Gebot der Gefährdungsvermeidung - Wann reichen 50 cm Abstand nicht mehr aus?
LG Saarbrücken v. 10.11.2023, 13 S 8/23
Der Sachverhalt:
Die Beklagten zu 1) und 2) sind die Erben des mittlerweile verstorbenen H., der zum Zeitpunkt des Unfallereignisses mit seinem von ihm gehaltenen und bei der Beklagten zu 3) haftpflichtversicherten Fahrzeug unterwegs war. Der Kläger hatte zur gleichen Zeit sein Auto am Straßenrand geparkt und durch die hintere Tür auf der Fahrerseite beladen. Der H. fuhr in die geöffnete Fahrzeugtür des Klägers. Die Drittbeklagte regulierte ausgehend von einer Schadensteilung den Schaden am klägerischen Fahrzeug in Höhe des Wiederbeschaffungsaufwands von 3.135 € und einer Kostenpauschale von 25 € zzgl. der sich aus diesem Betrag ergebenden vorgerichtlichen Anwaltskosten.

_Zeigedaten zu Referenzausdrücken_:
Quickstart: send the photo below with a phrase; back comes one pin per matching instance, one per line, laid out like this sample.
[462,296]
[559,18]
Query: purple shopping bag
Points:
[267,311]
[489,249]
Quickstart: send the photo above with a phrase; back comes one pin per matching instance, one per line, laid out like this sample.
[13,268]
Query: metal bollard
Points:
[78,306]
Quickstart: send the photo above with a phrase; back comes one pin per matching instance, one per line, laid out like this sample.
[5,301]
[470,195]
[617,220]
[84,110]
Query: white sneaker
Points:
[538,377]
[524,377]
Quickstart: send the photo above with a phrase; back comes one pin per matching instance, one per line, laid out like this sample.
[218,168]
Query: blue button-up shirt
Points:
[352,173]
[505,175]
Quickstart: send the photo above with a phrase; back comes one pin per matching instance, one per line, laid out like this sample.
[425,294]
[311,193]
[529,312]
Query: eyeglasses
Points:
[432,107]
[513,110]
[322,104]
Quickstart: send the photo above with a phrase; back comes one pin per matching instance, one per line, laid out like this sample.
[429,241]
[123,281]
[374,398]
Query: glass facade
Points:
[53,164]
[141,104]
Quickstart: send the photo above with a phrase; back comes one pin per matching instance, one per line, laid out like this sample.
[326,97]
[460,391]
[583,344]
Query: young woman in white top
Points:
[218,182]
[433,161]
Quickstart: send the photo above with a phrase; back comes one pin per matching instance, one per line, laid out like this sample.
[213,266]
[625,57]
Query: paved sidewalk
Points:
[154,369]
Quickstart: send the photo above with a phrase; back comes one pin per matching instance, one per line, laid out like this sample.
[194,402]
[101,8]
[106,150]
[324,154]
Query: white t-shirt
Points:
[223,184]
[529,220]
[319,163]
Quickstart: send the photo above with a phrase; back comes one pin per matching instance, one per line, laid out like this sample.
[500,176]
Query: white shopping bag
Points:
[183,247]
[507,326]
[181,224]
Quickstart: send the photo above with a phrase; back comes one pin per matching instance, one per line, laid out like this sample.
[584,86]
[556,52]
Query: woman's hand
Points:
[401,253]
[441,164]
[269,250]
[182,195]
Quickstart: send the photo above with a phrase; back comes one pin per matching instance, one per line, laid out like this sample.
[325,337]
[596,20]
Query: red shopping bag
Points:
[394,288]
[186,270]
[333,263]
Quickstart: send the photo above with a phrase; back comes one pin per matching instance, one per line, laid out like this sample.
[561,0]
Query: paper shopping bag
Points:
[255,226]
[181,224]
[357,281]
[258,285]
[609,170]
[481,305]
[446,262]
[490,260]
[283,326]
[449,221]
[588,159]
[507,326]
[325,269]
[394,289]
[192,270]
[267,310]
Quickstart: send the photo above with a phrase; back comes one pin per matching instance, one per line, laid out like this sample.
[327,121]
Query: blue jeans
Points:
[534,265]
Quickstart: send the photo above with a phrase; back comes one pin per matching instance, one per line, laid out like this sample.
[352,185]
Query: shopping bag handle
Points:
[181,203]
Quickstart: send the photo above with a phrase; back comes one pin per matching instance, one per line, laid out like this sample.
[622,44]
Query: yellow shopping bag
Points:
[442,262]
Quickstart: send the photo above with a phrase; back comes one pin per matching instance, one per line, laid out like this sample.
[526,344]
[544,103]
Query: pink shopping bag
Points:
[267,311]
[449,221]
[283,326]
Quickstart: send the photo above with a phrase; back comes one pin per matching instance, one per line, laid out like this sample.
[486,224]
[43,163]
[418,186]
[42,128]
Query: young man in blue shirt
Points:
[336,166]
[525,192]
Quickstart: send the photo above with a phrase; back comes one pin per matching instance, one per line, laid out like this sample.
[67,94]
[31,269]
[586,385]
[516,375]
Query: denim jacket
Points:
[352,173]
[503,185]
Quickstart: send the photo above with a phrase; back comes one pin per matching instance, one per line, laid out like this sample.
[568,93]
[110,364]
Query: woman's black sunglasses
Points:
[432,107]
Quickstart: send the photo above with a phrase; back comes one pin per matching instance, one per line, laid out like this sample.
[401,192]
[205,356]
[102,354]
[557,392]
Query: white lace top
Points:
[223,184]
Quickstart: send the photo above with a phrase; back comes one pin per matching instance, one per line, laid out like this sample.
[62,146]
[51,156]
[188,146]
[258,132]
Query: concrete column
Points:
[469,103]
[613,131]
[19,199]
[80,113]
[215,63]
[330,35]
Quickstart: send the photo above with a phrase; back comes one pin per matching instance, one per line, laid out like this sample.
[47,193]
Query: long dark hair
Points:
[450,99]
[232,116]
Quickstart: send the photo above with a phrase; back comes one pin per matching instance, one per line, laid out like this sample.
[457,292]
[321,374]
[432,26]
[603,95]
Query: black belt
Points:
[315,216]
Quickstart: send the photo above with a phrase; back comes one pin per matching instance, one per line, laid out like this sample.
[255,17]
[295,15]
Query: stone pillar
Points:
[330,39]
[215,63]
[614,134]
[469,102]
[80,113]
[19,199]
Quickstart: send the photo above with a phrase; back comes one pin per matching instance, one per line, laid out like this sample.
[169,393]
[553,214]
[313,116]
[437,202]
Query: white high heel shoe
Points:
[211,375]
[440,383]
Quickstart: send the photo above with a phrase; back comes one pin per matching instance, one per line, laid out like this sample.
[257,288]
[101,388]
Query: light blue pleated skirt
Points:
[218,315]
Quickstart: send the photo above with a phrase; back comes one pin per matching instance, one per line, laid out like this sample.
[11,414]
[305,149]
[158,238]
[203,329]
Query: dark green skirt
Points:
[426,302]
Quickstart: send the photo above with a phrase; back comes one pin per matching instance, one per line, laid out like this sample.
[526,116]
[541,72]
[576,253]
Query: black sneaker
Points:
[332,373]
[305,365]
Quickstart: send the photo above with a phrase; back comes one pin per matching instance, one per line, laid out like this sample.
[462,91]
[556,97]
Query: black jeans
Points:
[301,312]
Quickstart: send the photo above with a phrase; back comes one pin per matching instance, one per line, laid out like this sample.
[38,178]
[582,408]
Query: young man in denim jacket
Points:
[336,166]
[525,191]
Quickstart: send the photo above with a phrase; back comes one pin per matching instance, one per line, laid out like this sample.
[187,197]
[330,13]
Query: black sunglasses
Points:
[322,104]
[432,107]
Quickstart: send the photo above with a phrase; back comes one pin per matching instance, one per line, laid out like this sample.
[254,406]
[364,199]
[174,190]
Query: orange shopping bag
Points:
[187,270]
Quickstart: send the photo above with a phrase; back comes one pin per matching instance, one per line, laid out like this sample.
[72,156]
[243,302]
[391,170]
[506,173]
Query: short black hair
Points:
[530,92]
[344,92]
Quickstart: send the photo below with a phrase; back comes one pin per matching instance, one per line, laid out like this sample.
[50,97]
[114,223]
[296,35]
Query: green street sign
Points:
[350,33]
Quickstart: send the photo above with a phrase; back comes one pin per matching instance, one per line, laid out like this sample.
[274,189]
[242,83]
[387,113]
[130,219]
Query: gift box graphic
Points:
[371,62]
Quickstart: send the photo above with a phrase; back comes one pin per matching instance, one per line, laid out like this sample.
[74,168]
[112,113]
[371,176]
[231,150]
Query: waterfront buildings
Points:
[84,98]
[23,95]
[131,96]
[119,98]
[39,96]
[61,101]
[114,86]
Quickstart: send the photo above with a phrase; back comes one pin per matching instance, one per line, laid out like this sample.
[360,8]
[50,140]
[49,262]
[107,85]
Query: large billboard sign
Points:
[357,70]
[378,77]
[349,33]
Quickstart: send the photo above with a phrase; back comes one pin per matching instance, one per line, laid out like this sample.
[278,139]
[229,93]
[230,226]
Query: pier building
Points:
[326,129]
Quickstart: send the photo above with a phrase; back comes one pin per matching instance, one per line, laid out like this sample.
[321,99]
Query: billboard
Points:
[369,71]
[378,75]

_Aufgaben_:
- a) Beantworten Sie anhand des Textes zum Unfall diese Fragen:
(i) Welches Gericht hat die Entscheidung erlassen, und unter welchem Aktenzeichen?
(ii) Durch welche Tür belud der Kläger sein Auto?
(iii) Wie hoch war der Wiederbeschaffungsaufwand, den die Drittbeklagte zugrunde legte?
- b) Schreiben Sie bitte den Text zum Unfall nach seinem letzten Satz weiter.
Die Datensätze stehen in keinem Zusammenhang mit dem Text zum Unfall.

_Lösungen_:
- a)
(i) Das LG Saarbrücken, Aktenzeichen 13 S 8/23.
(ii) Durch die hintere Tür auf der Fahrerseite.
(iii) 3.135 €.

- b)
Der Kläger hat behauptet, die hintere linke Tür seines Fahrzeugs sei im Zeitpunkt der Kollision nur leicht geöffnet gewesen und habe nicht in den Verkehrsraum hineingeragt. Dies sei für heranfahrende Fahrzeuge bereits aus einigem Abstand erkennbar gewesen. Der Unfallgegner sei mit unzureichendem Seitenabstand am klägerischen Fahrzeug vorbeigefahren und habe dabei die Tür beschädigt, wobei er hierbei den Verkehrsraum verlassen habe. Er verlangte von den Beklagten als Gesamtschuldner weitere 1.567 €. Die Beklagten haben behauptet, die Tür des klägerischen Fahrzeuges sei plötzlich geöffnet worden, als sich das Fahrzeug des H. der späteren Unfallstelle genähert habe. Ein Ausweichen oder Bremsen sei nicht mehr möglich gewesen.
Das AG hat die Klage abgewiesen. Bei der nach § 17 StVG anzustellenden Abwägung der Verursachungsbeiträge überwiege die Beklagtenseite nicht, weswegen aus ihrer Sicht im schlechtesten Fall von einer Schadensteilung auszugehen sei. Die sich daraus ergebende Verpflichtung zum Ersatz der Hälfte des Schadens sei jedoch durch die vorgerichtliche Zahlung bereits erfüllt worden. Auf die Berufung des Klägers hat das LG die Entscheidung abgeändert und der Klage stattgegeben.
Die Gründe:
Zu Unrecht hat das AG keinen Verstoß der Beklagtenseite gegen § 1 Abs. 2 StVO in Form der Nichteinhaltung eines ausreichenden Seitenabstands angenommen.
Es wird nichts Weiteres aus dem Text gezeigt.